■ **What you need to do**
Please write the next part of the forum thread about staining a tank stand, starting right after its final sentence.
::: Page text :::
# Staining stand



## george (Apr 11, 2009)

I am building a nice stand for my 75G tank and I need some advices. I made the inside white and the wife wanted for me to stain the exterior. So I covered all the holes and started the staining process.

Here is the stand after the first coat of paint:










and here is the problem: the wood putty (stainable) look ugly.










Bear in mind this is the first coat only and I am using the Minwax Wood Finisher (English chestnut color). No Polyurethane yet.

Any idea how to make this look good? Will it improve once I apply a second coat?


----------



## 50seven (Feb 14, 2010)

What kind of stain did you use, oil or water based? From the can I see, it looks like oil.


----------



## george (Apr 11, 2009)

It is oil based. Here is the link to it: http://www.homedepot.ca/product/wood-finish-english-chestnut/967823

I forgot to add that I treated the plywood with this before: http://www.homedepot.ca/product/wood-conditioner/911370

Left it like 10 minutes and started to stain it.


----------



## CRJ (Sep 7, 2012)

holes? did you not use one side good ply?


----------



## 50seven (Feb 14, 2010)

The problem is the type of wood you used. Rotary cut SPF plywood is cheap, but not designed to look awesome when it is stained. That said, there IS a way to make is still look nice, but it will be a bit involved.

Wood filler rarely stains out nicely, that's why you try to minimize its use...

First of all, the Minwax stain is cheap and full of wax (as the name suggests) which makes it easier for the average Joe to work with, but also negatively affects its performance in colour consistency and penetration.

A better product would be anything from Goudey Stains. Remember this for next time 

To fix it you want to do 2 things: get deeper penetration of the stain, and then layer colour on top, which you're only going to get in 2 ways: layering with Polyshades (meh), or spraying with a tinted clear sealer or topcoat.

If it were in my shop, this is how I would proceed:

1. Wipe the entire surface with mineral spirits or methyl hydrate to clean off any oil/wax residue, then give the entire surface a light sanding.

2. Recoat the wood with a proper penetrating sealer from Goudey, let dry 1-2 hours.

3. Make a mixture of clear sealer with about 10% stain mixed in. This would be a lacquer-based spray, which would be applied in thin coats, slowly filling in the colour of the wood.

4. Once it dries, top coat it with whatever you want, lacquer, oil or latex. Just give the lacquer 24 hours to cure.

If you have the tools, it's not as hard as it sounds. I say this all so that you have an idea of how it would properly be done (apart from re-skinning it in a true stain-grade wood)

How you could simplify the process:

The problem with oil-based stains and urethanes is that they take so long to dry, making layering difficult at best. You'll need to lay the stand flat so each side can dry level, without any drips or runs, else you'll be upset at the results.

You can use Polyshades, or mix a bit of stain with a bit of clear polyurethane, and by putting it down in layers, you will darken it up evenly. But without being able to spray the layers, I don't know if you'll be happy with the results.

If you did it all with with latex stain, it would be easier, as it dries faster. But you'd still want to be able to spray it on.
::: Given data :::
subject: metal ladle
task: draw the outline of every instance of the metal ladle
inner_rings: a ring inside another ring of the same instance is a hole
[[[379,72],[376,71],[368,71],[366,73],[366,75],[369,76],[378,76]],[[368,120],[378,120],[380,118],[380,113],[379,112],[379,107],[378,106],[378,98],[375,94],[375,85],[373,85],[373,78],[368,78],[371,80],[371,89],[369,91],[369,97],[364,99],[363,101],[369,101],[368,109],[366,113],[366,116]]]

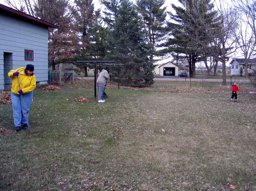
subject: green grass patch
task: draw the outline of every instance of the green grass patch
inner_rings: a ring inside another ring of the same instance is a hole
[[[91,85],[37,89],[31,131],[0,105],[0,190],[255,189],[255,95],[107,86],[100,103]]]

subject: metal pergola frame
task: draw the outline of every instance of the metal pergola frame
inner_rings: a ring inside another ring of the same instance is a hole
[[[94,63],[94,98],[96,97],[96,67],[98,64],[98,65],[104,66],[118,66],[118,89],[119,89],[120,85],[120,81],[119,79],[119,74],[120,73],[120,66],[128,65],[130,65],[132,64],[118,64],[114,63],[113,61],[99,61],[99,60],[86,60],[86,61],[77,61],[78,62],[83,62],[85,63]]]

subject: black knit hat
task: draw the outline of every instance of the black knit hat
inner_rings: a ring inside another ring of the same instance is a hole
[[[27,64],[26,67],[26,70],[28,71],[34,71],[34,65],[32,64]]]

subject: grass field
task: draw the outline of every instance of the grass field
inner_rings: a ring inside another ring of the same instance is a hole
[[[60,87],[34,91],[31,131],[0,105],[0,190],[256,190],[255,95]]]

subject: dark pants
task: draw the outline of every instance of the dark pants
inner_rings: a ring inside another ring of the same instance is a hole
[[[232,96],[231,96],[231,99],[233,99],[234,97],[236,100],[237,99],[237,94],[236,91],[232,91]]]

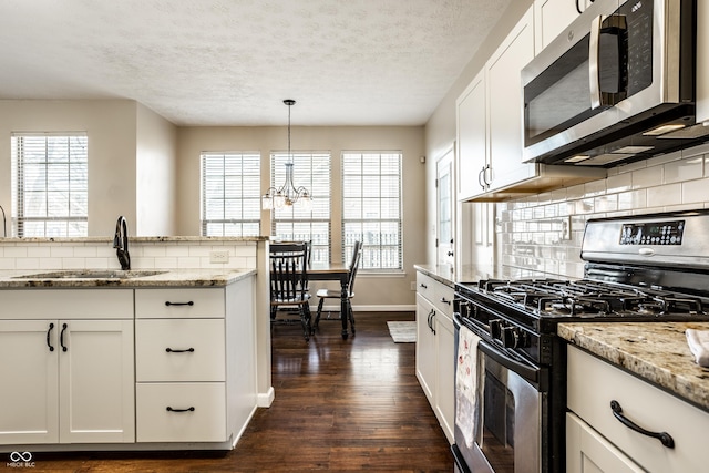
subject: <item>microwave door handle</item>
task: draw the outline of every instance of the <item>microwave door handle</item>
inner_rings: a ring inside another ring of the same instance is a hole
[[[600,45],[600,16],[590,23],[588,41],[588,83],[590,85],[590,110],[600,106],[600,70],[598,69],[598,48]]]

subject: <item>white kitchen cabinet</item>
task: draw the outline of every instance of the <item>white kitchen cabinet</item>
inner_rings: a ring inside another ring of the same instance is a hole
[[[565,33],[576,18],[593,3],[592,0],[535,0],[535,44],[538,54],[557,35]],[[577,9],[578,8],[578,9]]]
[[[133,312],[116,312],[132,308],[133,291],[84,294],[2,291],[0,359],[12,362],[0,363],[0,399],[11,405],[0,411],[1,444],[134,442]]]
[[[445,436],[453,442],[453,289],[417,273],[417,378]]]
[[[709,122],[709,2],[697,2],[697,122]]]
[[[256,410],[254,291],[135,290],[137,442],[236,442]]]
[[[483,173],[490,173],[485,104],[485,71],[481,71],[463,91],[455,106],[459,200],[467,200],[490,188],[483,179]]]
[[[645,472],[572,412],[566,413],[566,473]]]
[[[705,432],[709,412],[574,346],[567,352],[567,471],[647,471],[661,473],[706,470]],[[623,424],[612,411],[650,432],[666,432],[674,448]],[[571,428],[569,428],[571,423]]]
[[[534,13],[532,6],[456,101],[459,200],[501,200],[606,176],[522,162],[521,71],[535,55]]]

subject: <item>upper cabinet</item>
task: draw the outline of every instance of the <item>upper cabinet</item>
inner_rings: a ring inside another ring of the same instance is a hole
[[[536,53],[546,48],[593,0],[536,0],[534,2]]]
[[[458,198],[496,200],[605,177],[522,162],[521,71],[535,55],[531,7],[456,101]]]
[[[697,2],[697,122],[709,121],[709,2]]]

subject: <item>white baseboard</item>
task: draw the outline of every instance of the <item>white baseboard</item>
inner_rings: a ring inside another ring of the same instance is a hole
[[[256,395],[256,405],[259,408],[270,408],[270,404],[274,402],[274,398],[276,397],[276,391],[274,391],[274,387],[268,388],[268,392],[258,393]]]

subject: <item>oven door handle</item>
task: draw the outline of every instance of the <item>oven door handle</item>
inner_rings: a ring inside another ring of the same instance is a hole
[[[524,378],[525,380],[534,383],[535,385],[540,384],[538,369],[521,363],[520,361],[510,358],[504,353],[501,353],[500,350],[487,343],[485,340],[480,340],[477,342],[477,349],[503,367],[520,374],[520,377]]]

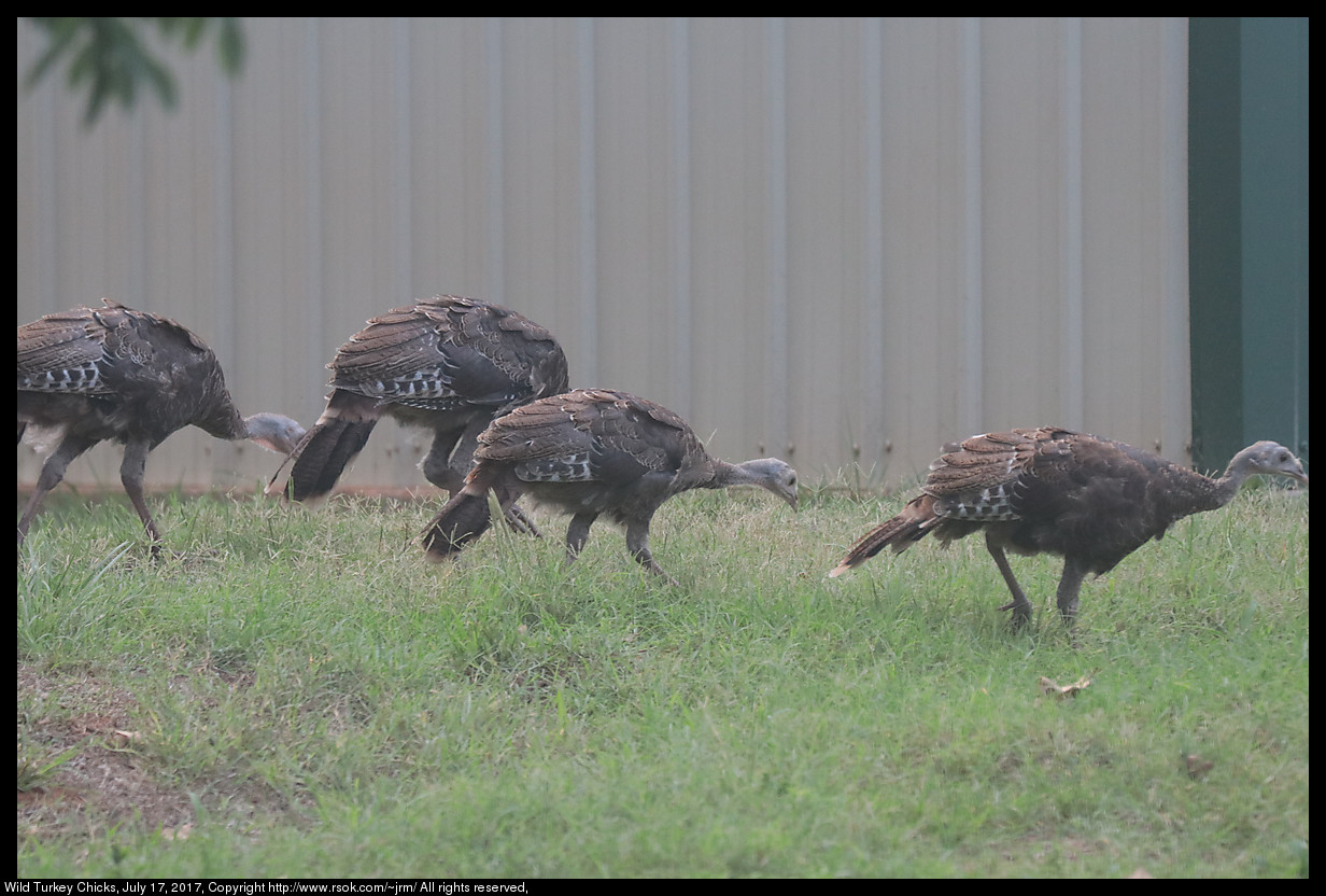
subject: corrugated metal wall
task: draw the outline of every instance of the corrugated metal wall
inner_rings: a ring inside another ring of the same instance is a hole
[[[729,459],[898,482],[1058,423],[1185,459],[1187,23],[251,19],[78,126],[17,104],[17,323],[111,296],[194,327],[245,413],[312,423],[335,348],[440,292],[549,327]],[[17,25],[19,77],[40,52]],[[381,427],[343,481],[422,486]],[[73,482],[114,483],[105,449]],[[158,486],[277,459],[200,433]],[[37,465],[19,451],[19,479]]]

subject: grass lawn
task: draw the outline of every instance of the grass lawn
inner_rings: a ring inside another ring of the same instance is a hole
[[[692,492],[662,584],[434,503],[68,495],[17,563],[20,876],[1306,876],[1309,498],[1245,488],[1082,589],[896,511]],[[1090,677],[1075,697],[1044,693]]]

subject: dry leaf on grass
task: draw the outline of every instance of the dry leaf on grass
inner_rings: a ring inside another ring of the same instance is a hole
[[[1045,676],[1041,676],[1041,693],[1045,694],[1046,697],[1057,697],[1059,700],[1063,700],[1065,697],[1077,697],[1081,690],[1091,685],[1091,678],[1095,676],[1097,672],[1099,672],[1099,669],[1093,669],[1091,674],[1082,676],[1071,685],[1059,685],[1057,681],[1054,681],[1054,678],[1046,678]]]

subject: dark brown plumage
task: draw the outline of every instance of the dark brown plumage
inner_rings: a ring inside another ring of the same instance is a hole
[[[1063,558],[1057,601],[1071,624],[1086,573],[1113,569],[1179,519],[1224,507],[1256,473],[1307,483],[1302,463],[1274,442],[1244,449],[1211,479],[1123,442],[1065,429],[1016,429],[973,435],[930,465],[922,494],[862,538],[830,576],[886,547],[906,551],[934,532],[943,542],[985,530],[985,547],[1004,575],[1016,625],[1032,617],[1004,551]]]
[[[650,554],[650,520],[690,488],[752,485],[797,506],[797,473],[776,458],[725,463],[709,457],[691,427],[667,408],[609,389],[577,389],[517,408],[479,437],[475,469],[424,530],[442,559],[488,528],[488,491],[505,506],[524,492],[572,515],[566,558],[585,547],[589,527],[607,514],[626,527],[640,565],[676,584]]]
[[[125,445],[121,482],[156,554],[162,535],[143,499],[143,470],[167,435],[192,425],[288,454],[304,427],[280,414],[240,417],[203,340],[174,320],[102,301],[19,328],[19,441],[54,445],[19,520],[19,544],[69,462],[115,439]]]
[[[293,500],[325,498],[383,415],[432,430],[423,474],[453,495],[495,417],[568,389],[566,356],[552,333],[501,305],[460,296],[420,299],[374,317],[328,368],[326,410],[290,458],[285,494]]]

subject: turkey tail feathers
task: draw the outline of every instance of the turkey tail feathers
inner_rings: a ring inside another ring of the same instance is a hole
[[[285,483],[285,496],[290,500],[325,498],[350,461],[363,450],[375,423],[375,419],[333,417],[314,426],[290,454],[294,465],[290,481]]]
[[[934,498],[922,495],[910,500],[900,514],[857,542],[842,563],[833,568],[829,577],[837,579],[849,569],[855,569],[886,547],[891,547],[894,554],[906,551],[914,542],[926,538],[939,520],[940,518],[935,514]]]

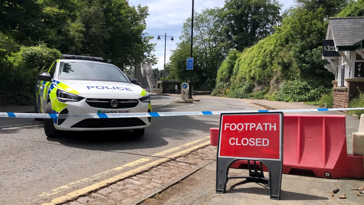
:::
■ **Result of this exercise**
Sorry it's not going to be easy....


----------



## george (Apr 11, 2009)

Since I have no way to spray the plywood, can I clean the area with Varsol, resand it so I can remove most of the putty, and use some of the leftover Varathane Diamond Wood Finish combined with the stain?

If so, put 10% stain into the varathane and start putting layers of it? 

I cant tell my wife I need to buy more plywood and more stain. The weather is not so forgiving this time of the year.


----------



## pyrrolin (Jan 11, 2012)

If this is a stand that is going to be in a nice display area, you might want to really consider buying new plywood and getting the good stuff and starting over. Might end up being less work. 

Also, if it is not part of the structure, just for looks, you can get thinner plywood and save a little money. Also, if it is not part of the structure, you could go a different way, tongue and groove and cover it, I did this using cedar on a stand recently. But I wouldn't use cedar again if I plan to have doors, wood is too soft for screws and holding hinges well unless you use a stronger wood backing for support or something.

I also recommend doing something different on the corners. maybe some type of corner trim or maybe 45 the ends if you have a table saw to do it just right, would be very hard with just a skill saw to get it perfect unless you are really good.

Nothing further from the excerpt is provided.